The extremely slow pace of hollow development and the significant clearing of old growth trees are the major factors making life harder for animals like the Mountain Pygmy Possum, which is critically endangered. 

Mum’s grant also helped fund the purchase of two motion-activated cameras that capture any new life checking out these new spots. Already, the signs are promising. 

“So far there’s been a lot of interest from rainbow lorikeets, also quite a bit of eastern rosella interest,” she says. “There’s been brushtail possums and ringtail possums. It’s lovely, I get the photos sent through to my email and it’s always good to see who’s checking it out.”

Irene Kelly in her garden.

Gardening for wildlife 

As Biodiversity Council Australia’s report indicates, people want to see native environments restored. According to their survey, 86 percent of respondents were concerned about the loss of native plants and animals.

One group that was created to help turn this sentiment into action is Gardens for Wildlife. Since 2006, the organisation has been visiting homes and advising homeowners on what they can do to make their backyard more welcoming to wildlife. 

The concept was developed by Jan Jordan, who had developed her own butterfly garden and was determined to protect it. When her attempt to seek assistance from the state government for her project failed, she recognised there was a gap in the market for people like her who wanted to do more but didn’t know where to start. 

I met Irene Kelly, one of Jan’s earliest collaborators, at her home in an outer eastern suburb of Melbourne. She greeted me with a jar of homemade loganberry jam. As the current president of Gardens for Wildlife, she remembers Jan coming to her with the idea.           

“I thought oh my god, this is absolutely what we need,” she says. “We need people not only to be doing it on their own property but to trigger something in them that makes them aware that it’s valuable. Knowledge is everything, people will do something if they know how to.” 

Over two decades, the idea has flourished. Gardens for Wildlife now has backing from 22 council areas in Victoria, with a further 27 councils considering the program. The process is simple; residents within a participating council can register their interest. Two volunteers then attend the property to check out and listen to what they’d like to achieve and advise them on the best mix of flora to make it happen. 

Irene says while they are there to provide instruction, consultation is a crucial part of the process. 

“It’s very important that I know what they’re interested in because what’s the point of me going in and telling them they should have this, that and the other in their garden, when they may not want those things,” she says.

“It’s that personal connection that our own research has shown us makes a huge difference.” 

More than 1,600 participants have now had the Gardens for Wildlife treatment, and the organisation has no plans of slowing down. Earlier this year Kelly flew to New South Wales to train a new team of guides. With one program now operational there, the organisation has recently adopted Gardens for Wildlife Australia, with a plan to roll the initiative out across the country. 

Professor Bekkesy says this work in urban areas is just as crucial as efforts to save remote landscapes.

***

- Stated exercise A -
According to the passage on Gardens for Wildlife, how many council areas in Victoria now back the program?
The records are unrelated to the passage.

***

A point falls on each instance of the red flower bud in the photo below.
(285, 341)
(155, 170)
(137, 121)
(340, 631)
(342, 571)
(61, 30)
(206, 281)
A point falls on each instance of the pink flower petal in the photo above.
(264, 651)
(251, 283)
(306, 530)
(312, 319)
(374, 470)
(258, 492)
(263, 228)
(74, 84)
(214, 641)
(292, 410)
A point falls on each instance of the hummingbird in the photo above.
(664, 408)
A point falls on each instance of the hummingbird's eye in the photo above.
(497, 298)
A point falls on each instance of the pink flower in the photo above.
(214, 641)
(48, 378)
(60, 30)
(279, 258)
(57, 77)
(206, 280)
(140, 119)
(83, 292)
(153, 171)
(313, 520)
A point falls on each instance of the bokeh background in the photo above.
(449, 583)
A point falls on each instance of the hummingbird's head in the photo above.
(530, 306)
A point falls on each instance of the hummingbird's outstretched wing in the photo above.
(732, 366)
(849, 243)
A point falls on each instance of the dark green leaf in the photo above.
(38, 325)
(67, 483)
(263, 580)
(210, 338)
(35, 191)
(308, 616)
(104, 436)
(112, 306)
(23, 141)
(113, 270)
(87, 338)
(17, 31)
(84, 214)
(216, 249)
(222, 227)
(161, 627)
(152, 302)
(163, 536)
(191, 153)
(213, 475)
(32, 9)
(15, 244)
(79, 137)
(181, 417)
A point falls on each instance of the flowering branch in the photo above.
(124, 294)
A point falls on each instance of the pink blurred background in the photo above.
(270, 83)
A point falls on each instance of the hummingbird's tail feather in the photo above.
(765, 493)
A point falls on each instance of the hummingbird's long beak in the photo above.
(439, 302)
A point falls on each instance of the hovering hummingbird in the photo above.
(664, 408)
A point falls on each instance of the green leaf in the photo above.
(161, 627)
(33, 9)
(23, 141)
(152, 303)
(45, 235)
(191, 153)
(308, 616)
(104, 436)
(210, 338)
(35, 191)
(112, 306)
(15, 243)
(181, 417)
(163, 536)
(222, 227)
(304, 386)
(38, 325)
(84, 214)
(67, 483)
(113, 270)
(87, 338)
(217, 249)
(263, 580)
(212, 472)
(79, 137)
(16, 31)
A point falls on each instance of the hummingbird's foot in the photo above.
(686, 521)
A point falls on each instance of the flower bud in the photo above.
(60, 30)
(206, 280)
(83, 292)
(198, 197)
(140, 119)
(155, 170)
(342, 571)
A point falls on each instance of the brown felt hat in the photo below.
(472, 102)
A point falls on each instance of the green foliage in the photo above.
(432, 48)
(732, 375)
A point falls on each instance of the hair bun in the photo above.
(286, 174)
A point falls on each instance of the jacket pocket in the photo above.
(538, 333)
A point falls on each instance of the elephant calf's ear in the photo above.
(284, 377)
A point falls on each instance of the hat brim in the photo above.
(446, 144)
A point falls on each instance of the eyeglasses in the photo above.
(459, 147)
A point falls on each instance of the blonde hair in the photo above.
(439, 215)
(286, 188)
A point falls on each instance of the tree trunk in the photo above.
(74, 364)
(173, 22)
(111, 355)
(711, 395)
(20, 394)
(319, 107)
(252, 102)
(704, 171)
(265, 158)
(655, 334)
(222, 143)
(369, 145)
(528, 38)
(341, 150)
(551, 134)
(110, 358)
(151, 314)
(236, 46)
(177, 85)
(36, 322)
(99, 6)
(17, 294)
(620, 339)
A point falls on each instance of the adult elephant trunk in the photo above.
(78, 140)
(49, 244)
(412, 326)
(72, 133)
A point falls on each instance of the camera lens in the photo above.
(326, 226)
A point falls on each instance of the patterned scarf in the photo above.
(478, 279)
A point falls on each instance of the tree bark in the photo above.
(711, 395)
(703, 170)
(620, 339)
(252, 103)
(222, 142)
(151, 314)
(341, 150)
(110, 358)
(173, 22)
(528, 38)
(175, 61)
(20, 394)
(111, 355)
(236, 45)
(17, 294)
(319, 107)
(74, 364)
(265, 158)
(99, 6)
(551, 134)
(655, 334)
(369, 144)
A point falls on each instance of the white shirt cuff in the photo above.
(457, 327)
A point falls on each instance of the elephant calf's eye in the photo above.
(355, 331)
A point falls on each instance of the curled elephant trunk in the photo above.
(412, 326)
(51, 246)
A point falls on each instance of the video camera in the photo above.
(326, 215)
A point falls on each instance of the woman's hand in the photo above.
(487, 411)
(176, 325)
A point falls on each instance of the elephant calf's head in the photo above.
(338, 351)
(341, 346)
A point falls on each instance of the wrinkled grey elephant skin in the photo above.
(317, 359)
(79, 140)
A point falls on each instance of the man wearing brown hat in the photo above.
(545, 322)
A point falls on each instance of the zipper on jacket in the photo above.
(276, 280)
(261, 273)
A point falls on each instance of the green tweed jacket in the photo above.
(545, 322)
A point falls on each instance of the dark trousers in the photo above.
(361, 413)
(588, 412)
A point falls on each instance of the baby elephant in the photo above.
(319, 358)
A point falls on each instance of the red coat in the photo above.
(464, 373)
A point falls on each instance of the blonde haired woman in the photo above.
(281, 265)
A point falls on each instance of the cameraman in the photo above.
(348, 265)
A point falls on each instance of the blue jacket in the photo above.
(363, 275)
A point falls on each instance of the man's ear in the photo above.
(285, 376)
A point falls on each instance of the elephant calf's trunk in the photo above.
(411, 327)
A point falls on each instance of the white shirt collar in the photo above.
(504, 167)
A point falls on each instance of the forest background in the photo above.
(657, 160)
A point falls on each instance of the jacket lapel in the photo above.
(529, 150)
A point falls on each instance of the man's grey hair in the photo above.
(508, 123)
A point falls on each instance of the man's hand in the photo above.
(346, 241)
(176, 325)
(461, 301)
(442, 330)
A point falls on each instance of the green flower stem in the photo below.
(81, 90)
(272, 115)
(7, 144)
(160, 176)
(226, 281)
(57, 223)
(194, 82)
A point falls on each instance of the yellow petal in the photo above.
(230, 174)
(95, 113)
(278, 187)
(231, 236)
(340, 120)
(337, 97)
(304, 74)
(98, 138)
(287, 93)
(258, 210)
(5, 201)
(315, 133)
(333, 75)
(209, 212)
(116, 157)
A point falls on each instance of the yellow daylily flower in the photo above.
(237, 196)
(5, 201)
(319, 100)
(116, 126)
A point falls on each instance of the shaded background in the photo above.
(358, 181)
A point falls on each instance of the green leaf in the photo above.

***

- Stated exercise B -
From the records, keep only the lines that contain the string "green". The match is case-sensitive.

- Expected output A -
22 council areas.

- Expected output B -
A point falls on each instance of the dark green leaf in the photo above.
A point falls on each instance of the green leaf in the photo above.
A point falls on each instance of the green foliage in the photo above.
A point falls on each instance of the green tweed jacket in the photo above.
A point falls on each instance of the green flower stem in the photo below.
A point falls on each instance of the green leaf in the photo above.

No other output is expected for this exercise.